# Extrait choisi
☆ ☆ ☆ ☆ ☆

Il fut écuyer de la reine Anne de Bretagne et fut choisi par la reine pour devenir capitaine et gardien du château de Brest en 1499. Le château est alors un site stratégique majeur. Il y recevra d'ailleurs Anne de Bretagne, durant l'été 1505, à l'occasion de son pèlerinage. Il fut remplacé dans cette charge par le voyer de Trégomar, entre 158 et 1516, probablement en 1516.

☆ ☆ ☆ ☆ ☆

# Enregistrements conservés

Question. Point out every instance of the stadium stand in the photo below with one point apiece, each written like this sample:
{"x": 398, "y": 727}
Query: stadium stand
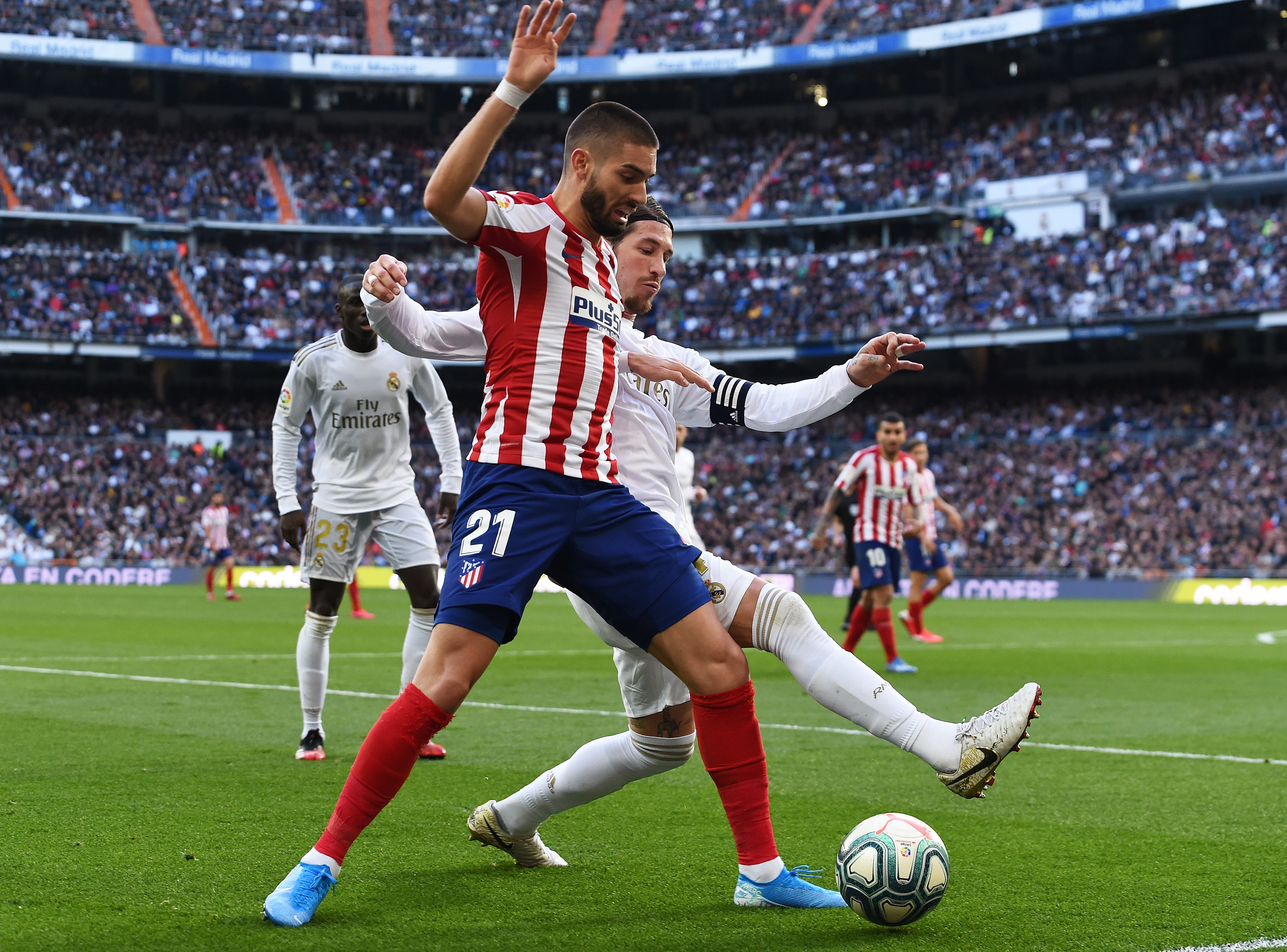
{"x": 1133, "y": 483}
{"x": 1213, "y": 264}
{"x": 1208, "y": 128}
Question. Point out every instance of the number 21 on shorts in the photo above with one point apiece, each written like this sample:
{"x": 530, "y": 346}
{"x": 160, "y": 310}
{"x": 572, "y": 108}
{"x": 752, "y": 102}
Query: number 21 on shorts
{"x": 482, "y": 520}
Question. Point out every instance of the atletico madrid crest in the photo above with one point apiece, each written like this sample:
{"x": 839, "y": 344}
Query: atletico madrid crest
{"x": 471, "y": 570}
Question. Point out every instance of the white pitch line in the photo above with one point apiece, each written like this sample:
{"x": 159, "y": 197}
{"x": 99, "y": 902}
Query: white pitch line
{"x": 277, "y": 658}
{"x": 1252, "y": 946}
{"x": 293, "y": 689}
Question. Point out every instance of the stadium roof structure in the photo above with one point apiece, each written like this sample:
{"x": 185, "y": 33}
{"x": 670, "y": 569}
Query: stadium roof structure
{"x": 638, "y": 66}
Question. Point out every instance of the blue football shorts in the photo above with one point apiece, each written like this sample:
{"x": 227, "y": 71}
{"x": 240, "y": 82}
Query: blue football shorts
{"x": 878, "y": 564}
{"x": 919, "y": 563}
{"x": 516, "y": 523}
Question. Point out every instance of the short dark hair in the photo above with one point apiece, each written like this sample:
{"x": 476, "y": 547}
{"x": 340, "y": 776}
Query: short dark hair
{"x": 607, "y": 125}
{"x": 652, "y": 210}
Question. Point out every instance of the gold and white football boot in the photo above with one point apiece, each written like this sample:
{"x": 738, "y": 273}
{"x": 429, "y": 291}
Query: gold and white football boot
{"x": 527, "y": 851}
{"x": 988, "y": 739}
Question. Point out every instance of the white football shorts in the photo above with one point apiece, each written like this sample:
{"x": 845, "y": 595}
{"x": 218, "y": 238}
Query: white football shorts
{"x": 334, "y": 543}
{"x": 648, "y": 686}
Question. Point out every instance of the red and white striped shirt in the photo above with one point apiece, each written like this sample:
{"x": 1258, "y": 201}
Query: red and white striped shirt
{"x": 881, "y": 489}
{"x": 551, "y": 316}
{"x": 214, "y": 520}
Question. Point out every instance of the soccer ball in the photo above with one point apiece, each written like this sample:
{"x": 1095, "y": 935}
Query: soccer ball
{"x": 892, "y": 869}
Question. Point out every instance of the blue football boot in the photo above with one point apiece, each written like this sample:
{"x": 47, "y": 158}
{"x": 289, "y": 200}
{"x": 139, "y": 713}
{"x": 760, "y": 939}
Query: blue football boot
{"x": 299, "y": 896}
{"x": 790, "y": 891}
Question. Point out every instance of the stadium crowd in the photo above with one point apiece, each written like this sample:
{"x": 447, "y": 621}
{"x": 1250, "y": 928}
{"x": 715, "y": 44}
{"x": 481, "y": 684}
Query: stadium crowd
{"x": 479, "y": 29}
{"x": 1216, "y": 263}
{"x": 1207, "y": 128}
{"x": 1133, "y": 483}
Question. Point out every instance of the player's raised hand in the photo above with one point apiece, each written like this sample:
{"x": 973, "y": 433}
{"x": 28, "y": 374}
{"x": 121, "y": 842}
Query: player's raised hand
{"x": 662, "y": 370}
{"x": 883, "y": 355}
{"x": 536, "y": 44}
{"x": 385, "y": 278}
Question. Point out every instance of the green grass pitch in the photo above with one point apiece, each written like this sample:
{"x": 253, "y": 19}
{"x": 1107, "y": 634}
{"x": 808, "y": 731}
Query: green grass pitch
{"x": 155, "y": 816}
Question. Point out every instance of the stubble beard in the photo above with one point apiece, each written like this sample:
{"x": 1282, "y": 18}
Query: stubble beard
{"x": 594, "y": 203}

☆ ☆ ☆ ☆ ☆

# Consigne 1
Répondez à ces questions d'après l'extrait choisi :
(a) De quelle reine le personnage fut-il écuyer ?
(b) En quelle année fut-il choisi pour devenir capitaine et gardien du château de Brest ?
(c) À quel moment la reine fut-elle reçue au château lors de son pèlerinage ?
# Consigne 2
Traduisez en anglais cette phrase de l'extrait choisi : « Le château est alors un site stratégique majeur. »

# Corrigé 1
(a) Anne de Bretagne.
(b) En 1499.
(c) Durant l'été 1505.

# Corrigé 2
At that time, the castle was a major strategic site.